→ **Shape labeling records**

━━━━━━

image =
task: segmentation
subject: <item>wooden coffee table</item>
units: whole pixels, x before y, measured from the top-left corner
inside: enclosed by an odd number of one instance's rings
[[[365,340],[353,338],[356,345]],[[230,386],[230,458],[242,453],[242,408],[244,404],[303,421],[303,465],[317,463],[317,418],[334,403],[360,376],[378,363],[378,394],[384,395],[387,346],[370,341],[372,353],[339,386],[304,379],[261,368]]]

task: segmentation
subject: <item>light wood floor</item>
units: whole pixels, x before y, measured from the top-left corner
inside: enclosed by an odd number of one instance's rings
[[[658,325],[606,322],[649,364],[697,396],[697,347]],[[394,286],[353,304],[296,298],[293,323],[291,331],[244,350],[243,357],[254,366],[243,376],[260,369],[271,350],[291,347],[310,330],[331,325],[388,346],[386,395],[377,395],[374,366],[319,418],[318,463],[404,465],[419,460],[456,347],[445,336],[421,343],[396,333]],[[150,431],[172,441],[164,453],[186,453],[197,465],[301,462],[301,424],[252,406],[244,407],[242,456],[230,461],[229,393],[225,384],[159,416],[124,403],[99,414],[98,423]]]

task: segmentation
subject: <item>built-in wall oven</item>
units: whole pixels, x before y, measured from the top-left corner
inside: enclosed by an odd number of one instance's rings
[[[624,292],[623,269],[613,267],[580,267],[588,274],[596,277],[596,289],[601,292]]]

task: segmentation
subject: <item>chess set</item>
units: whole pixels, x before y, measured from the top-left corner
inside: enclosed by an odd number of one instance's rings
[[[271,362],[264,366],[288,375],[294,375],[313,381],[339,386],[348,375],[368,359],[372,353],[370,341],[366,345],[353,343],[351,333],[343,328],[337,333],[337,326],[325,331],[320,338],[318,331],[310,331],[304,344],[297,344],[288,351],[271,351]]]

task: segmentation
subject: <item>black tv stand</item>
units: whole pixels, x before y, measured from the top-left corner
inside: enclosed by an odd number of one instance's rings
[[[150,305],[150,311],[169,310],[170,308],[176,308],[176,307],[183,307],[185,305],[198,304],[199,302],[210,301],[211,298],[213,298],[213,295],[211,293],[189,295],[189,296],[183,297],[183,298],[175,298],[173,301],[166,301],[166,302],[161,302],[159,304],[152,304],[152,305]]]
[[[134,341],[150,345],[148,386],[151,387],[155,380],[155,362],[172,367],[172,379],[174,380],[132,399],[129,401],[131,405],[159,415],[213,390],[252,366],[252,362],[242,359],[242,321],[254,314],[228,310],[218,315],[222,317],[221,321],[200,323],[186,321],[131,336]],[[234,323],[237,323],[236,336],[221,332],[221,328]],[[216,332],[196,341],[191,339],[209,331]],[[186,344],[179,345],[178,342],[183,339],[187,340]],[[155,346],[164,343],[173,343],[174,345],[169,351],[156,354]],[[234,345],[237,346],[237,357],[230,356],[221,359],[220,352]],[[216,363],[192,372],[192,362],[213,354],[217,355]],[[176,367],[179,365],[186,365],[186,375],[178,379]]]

━━━━━━

→ **What is expected**
Repeat every entry exactly, please.

→ **Response to the task**
image =
task: segmentation
subject: <item>wooden coffee table</item>
units: whole pixels, x before y, measured from the top-left corner
inside: enclosed by an odd number of one instance's rings
[[[365,340],[353,338],[356,345]],[[230,386],[230,458],[242,453],[242,408],[244,404],[303,421],[303,465],[317,463],[317,418],[334,403],[360,376],[378,363],[378,394],[384,395],[387,346],[370,341],[372,353],[339,386],[304,379],[261,368]]]

task: segmentation
subject: <item>light wood floor</item>
units: whole pixels, x before y, measured from the top-left corner
inside: enclosed by an odd number of one instance's rings
[[[658,325],[606,322],[649,364],[697,396],[697,347]],[[394,286],[353,304],[296,298],[293,323],[291,331],[244,350],[243,357],[254,366],[243,376],[260,369],[271,350],[291,347],[310,330],[331,325],[388,346],[386,395],[377,395],[374,366],[319,418],[318,463],[404,465],[419,460],[456,347],[445,336],[421,343],[396,333]],[[150,431],[172,441],[164,453],[186,453],[197,465],[301,462],[301,424],[252,406],[244,407],[242,456],[230,461],[229,393],[225,384],[159,416],[124,403],[99,414],[98,423]]]

task: segmentation
subject: <item>built-in wall oven</item>
units: whole pixels, x before y, measured from the top-left corner
inside: enclosed by an odd number of one instance's rings
[[[624,292],[623,269],[613,267],[580,267],[588,274],[596,277],[596,289],[601,292]]]

task: segmentation
subject: <item>chess set</item>
units: whole pixels, x before y, measured from the top-left corner
inside: enclosed by an odd number of one instance's rings
[[[271,362],[264,366],[288,375],[294,375],[313,381],[339,386],[348,375],[368,359],[372,353],[370,341],[366,345],[353,343],[351,333],[343,328],[337,333],[337,326],[325,331],[320,338],[318,331],[310,331],[304,344],[297,344],[288,351],[271,351]]]

task: segmentation
subject: <item>black tv stand</item>
units: whole pixels, x before y, measured from the top-left corner
inside: enclosed by an odd number of one instance's rings
[[[150,305],[150,311],[169,310],[170,308],[176,308],[176,307],[183,307],[185,305],[198,304],[199,302],[210,301],[211,298],[213,298],[213,295],[211,293],[189,295],[189,296],[183,297],[183,298],[175,298],[173,301],[166,301],[166,302],[161,302],[159,304],[152,304],[152,305]]]
[[[134,341],[150,345],[148,386],[151,387],[155,380],[155,362],[172,367],[172,379],[174,380],[132,399],[129,401],[131,405],[159,415],[213,390],[252,366],[252,362],[242,359],[242,321],[254,314],[228,310],[218,315],[222,317],[221,321],[200,323],[186,321],[131,336]],[[234,323],[237,323],[236,336],[221,332],[221,328]],[[216,332],[196,341],[191,339],[209,331]],[[186,344],[179,345],[178,342],[183,339],[187,340]],[[155,346],[164,343],[173,343],[174,345],[169,351],[156,354]],[[234,345],[237,346],[237,357],[230,356],[221,359],[220,352]],[[216,363],[192,372],[192,362],[213,354],[217,355]],[[176,367],[179,365],[186,365],[186,375],[178,379]]]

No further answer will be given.